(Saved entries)
------------------------

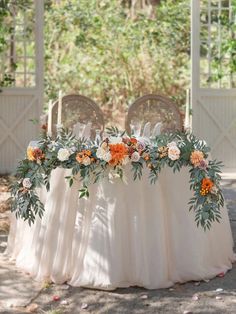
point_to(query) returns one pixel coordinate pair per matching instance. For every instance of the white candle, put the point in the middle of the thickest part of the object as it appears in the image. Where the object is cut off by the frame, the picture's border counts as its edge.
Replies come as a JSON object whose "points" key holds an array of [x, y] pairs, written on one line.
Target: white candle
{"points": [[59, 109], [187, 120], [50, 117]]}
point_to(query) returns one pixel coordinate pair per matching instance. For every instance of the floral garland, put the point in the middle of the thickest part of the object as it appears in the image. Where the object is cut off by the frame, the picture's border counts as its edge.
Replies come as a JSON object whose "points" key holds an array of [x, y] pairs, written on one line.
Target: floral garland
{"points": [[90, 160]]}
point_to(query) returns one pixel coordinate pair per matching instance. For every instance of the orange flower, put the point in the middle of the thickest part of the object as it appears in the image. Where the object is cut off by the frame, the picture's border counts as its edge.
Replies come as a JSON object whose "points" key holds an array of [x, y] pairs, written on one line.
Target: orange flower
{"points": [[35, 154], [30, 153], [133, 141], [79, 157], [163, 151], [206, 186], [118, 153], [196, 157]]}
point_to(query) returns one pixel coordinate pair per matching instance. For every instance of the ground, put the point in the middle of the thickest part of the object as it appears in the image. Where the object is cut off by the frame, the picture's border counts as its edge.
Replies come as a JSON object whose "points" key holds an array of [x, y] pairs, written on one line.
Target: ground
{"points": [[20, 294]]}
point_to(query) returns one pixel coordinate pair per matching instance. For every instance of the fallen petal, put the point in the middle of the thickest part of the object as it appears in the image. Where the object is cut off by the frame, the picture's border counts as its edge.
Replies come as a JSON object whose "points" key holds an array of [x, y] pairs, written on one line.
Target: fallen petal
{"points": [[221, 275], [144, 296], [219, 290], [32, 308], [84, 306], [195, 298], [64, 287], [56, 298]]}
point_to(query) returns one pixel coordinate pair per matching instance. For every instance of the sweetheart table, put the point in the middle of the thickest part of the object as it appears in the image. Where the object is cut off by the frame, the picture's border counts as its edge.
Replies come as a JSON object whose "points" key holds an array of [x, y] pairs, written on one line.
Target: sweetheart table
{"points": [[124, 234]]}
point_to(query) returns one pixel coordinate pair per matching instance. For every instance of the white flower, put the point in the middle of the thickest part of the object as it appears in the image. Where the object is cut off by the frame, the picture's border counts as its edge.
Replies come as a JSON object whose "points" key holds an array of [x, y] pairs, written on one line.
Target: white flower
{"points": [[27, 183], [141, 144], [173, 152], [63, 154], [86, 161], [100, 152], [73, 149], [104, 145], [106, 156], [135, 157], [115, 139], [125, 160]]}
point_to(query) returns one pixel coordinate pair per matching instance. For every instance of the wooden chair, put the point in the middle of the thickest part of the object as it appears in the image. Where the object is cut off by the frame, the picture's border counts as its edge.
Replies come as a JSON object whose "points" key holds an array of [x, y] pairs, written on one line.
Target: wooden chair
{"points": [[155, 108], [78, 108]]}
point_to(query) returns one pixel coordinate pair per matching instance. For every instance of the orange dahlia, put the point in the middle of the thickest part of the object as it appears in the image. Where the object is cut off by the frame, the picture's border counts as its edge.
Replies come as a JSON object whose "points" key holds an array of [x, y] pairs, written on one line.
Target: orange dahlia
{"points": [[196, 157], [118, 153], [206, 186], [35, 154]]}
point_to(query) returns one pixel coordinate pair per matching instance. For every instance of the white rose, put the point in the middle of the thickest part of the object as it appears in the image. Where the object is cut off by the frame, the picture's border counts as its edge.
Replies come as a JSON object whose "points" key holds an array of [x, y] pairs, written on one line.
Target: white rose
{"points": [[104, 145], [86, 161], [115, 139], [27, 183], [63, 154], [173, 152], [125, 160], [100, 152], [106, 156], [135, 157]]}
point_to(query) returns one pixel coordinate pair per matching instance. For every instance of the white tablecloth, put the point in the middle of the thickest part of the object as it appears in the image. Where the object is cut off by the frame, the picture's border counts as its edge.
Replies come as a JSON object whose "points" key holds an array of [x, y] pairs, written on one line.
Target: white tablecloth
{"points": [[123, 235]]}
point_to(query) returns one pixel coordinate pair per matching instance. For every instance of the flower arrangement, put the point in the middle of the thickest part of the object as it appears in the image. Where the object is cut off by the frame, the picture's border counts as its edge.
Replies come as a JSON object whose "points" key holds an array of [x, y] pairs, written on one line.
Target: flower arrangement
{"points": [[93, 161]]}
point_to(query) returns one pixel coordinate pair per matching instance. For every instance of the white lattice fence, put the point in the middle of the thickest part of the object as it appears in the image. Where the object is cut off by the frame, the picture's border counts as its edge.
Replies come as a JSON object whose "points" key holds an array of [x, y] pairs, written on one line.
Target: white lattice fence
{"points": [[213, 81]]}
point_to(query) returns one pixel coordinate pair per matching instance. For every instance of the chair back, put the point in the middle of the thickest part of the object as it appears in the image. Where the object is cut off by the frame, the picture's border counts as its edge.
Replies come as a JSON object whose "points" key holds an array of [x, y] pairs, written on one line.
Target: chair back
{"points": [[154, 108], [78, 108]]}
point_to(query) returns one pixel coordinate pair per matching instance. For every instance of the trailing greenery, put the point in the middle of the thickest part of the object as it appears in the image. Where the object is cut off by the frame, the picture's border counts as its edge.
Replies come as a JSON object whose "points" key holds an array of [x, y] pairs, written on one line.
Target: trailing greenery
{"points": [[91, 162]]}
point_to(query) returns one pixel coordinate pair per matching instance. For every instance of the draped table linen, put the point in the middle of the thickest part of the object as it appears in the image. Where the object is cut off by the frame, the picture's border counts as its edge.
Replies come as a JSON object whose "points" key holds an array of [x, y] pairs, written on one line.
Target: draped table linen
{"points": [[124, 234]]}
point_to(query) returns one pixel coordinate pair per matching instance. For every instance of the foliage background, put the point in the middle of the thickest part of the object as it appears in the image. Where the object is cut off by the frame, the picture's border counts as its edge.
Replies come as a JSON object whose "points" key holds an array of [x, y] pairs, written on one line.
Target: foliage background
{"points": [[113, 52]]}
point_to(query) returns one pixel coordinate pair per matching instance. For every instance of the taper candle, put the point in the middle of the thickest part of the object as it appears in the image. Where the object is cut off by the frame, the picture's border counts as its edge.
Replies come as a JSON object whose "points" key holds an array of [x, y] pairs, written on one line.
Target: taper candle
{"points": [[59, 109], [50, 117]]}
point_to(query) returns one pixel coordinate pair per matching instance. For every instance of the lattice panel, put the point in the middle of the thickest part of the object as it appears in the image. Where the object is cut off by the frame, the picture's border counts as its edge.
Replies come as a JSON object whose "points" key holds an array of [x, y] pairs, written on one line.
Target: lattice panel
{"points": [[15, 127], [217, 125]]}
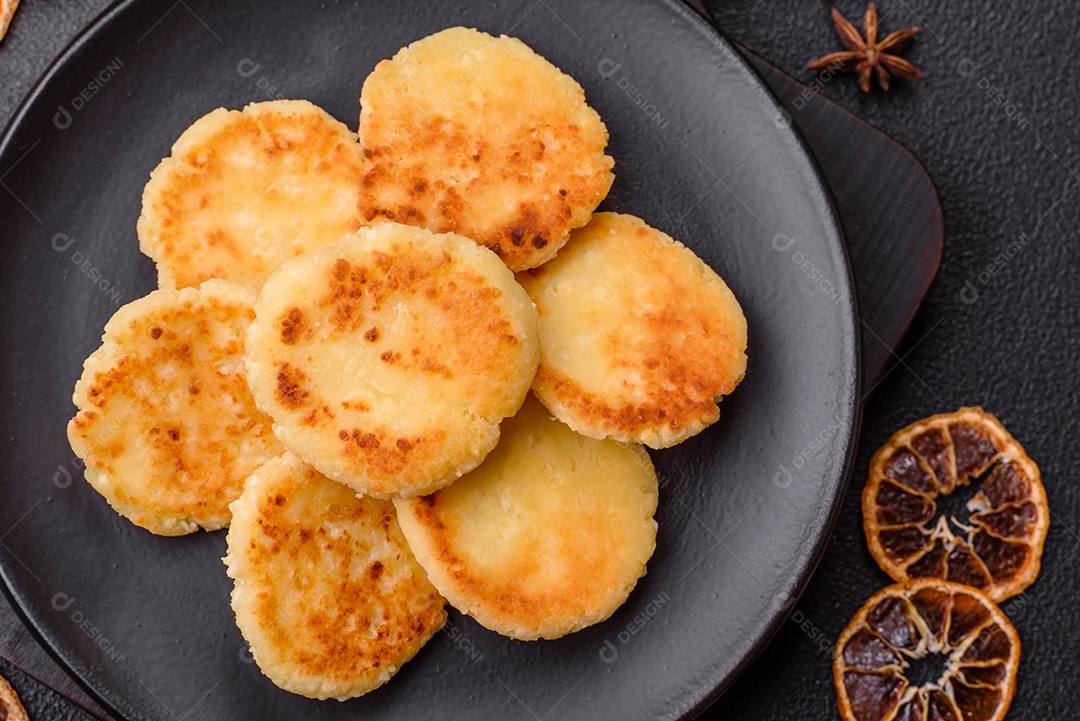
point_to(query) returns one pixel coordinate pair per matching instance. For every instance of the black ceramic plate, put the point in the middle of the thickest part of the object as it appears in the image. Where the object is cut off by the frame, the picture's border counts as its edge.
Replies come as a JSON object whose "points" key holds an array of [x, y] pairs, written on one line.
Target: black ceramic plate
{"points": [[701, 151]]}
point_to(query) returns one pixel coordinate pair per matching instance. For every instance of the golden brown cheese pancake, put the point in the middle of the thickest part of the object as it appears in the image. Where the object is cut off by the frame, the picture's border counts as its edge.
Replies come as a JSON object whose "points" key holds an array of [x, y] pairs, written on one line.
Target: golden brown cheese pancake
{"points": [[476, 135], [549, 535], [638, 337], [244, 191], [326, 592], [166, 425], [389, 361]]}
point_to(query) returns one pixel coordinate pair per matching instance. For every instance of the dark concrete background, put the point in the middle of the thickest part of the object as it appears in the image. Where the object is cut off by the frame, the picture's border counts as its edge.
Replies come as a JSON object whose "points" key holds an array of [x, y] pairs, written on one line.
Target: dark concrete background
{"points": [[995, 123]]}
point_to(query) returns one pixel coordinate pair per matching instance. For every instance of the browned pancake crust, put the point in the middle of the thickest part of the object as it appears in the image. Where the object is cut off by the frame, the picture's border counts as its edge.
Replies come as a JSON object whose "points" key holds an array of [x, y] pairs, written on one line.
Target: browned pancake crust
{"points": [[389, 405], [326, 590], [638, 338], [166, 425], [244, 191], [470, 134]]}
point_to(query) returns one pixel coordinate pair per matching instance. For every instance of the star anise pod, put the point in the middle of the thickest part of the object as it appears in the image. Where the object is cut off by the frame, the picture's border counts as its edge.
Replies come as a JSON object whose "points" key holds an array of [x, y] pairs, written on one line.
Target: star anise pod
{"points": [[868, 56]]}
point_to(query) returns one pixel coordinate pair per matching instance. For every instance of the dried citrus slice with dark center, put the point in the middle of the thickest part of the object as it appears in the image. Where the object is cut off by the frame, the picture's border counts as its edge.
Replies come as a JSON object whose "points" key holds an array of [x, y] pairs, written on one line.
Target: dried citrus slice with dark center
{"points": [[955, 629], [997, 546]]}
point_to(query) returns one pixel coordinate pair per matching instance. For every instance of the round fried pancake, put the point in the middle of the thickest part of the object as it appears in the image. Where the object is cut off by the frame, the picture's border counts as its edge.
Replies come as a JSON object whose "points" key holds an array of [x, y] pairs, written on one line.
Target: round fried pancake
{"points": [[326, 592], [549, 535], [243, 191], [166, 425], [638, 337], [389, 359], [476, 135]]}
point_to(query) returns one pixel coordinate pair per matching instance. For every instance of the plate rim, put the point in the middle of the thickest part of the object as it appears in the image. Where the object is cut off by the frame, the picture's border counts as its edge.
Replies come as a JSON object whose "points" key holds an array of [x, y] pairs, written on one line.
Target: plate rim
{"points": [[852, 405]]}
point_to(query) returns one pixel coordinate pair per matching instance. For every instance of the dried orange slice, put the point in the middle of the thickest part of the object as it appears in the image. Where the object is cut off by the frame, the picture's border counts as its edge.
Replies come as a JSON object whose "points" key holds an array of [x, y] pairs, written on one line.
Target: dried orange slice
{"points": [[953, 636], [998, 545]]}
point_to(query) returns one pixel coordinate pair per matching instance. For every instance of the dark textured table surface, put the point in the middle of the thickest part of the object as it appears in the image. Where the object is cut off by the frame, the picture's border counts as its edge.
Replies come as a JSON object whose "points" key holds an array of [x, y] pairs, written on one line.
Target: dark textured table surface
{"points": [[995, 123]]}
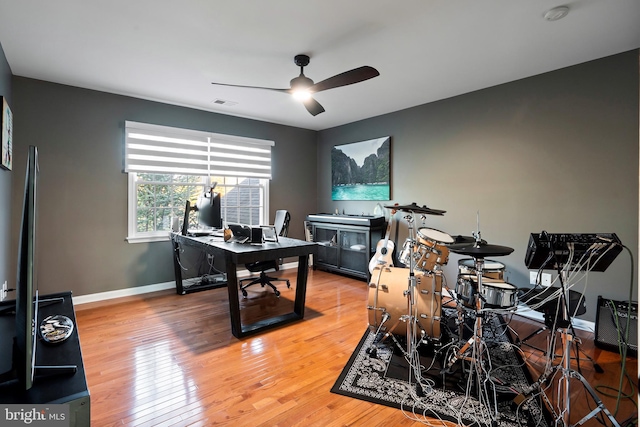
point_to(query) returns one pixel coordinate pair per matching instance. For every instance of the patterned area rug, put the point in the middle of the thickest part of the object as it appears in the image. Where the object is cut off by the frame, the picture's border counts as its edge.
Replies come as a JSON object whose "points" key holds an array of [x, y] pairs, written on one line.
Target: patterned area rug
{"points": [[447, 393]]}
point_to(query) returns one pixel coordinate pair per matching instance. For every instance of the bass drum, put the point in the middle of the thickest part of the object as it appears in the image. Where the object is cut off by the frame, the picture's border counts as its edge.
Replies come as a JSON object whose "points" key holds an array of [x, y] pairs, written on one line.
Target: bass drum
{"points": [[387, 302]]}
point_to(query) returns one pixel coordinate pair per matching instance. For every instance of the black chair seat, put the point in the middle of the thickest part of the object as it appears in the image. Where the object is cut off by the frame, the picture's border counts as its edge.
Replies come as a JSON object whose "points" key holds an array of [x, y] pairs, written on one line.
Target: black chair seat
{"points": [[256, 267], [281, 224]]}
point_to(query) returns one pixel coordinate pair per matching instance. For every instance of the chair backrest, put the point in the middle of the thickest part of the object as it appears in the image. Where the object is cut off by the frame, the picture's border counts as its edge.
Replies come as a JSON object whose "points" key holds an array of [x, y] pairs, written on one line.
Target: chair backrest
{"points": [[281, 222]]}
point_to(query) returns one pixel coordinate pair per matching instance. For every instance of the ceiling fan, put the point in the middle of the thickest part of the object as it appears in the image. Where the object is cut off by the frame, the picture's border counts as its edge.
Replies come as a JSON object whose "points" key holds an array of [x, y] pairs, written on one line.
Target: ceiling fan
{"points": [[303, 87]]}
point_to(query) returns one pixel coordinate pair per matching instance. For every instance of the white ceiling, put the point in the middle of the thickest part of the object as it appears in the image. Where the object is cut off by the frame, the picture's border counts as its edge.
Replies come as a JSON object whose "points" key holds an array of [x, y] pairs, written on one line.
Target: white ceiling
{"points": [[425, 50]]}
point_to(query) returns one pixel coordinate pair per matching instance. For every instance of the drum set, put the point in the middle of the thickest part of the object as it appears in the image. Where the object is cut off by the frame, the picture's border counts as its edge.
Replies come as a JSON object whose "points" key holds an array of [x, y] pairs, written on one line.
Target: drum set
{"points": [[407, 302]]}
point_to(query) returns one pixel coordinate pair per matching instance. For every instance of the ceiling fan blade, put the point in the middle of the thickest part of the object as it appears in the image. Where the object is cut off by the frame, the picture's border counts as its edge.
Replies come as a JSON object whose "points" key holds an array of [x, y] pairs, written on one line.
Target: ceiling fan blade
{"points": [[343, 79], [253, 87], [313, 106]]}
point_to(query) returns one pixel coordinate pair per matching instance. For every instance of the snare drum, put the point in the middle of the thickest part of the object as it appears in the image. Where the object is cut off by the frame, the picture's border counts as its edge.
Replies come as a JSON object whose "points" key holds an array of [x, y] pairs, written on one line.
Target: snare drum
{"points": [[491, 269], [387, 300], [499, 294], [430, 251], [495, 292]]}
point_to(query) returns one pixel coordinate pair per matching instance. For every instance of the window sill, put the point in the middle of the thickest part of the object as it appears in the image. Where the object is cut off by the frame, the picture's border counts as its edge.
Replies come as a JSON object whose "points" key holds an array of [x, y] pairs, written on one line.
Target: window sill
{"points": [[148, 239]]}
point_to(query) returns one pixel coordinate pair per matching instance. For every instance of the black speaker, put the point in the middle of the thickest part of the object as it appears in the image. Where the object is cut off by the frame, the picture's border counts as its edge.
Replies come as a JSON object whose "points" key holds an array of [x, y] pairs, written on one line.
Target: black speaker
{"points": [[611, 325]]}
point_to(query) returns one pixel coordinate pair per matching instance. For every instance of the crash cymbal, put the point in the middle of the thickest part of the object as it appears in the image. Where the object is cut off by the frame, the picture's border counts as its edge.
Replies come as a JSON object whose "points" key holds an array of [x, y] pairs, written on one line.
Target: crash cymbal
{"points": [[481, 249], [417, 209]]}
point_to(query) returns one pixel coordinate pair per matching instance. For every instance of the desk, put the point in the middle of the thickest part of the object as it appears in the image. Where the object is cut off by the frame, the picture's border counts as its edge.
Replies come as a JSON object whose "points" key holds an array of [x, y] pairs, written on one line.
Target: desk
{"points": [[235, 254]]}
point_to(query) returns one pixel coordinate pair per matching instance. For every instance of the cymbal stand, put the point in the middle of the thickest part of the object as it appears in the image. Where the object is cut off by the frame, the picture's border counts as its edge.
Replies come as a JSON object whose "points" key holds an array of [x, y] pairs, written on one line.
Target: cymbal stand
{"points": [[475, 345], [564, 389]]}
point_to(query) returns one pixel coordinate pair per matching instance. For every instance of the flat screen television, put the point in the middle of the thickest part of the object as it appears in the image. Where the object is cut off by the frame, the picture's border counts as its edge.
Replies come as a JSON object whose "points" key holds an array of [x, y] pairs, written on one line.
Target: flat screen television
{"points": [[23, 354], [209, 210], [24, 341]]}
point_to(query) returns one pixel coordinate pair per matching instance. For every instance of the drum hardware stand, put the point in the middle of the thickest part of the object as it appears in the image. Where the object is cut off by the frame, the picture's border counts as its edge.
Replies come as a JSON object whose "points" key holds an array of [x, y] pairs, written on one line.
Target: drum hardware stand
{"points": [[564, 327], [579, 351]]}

------------------------

**The problem**.
Set down again, exactly, every line above from the one with "Target: dark textured table surface" down to the one with "of the patterned", both ends included. No pictures, and nothing else.

**Output of the exercise**.
Target: dark textured table surface
{"points": [[995, 123]]}
point_to(query) returns one pixel coordinate pair per matching instance. For every instance of the patterned area rug, put the point in the middle of the thickest part of the object as it appears in the image. Where the object is cut off by the frame, the picture's border counts as its edge.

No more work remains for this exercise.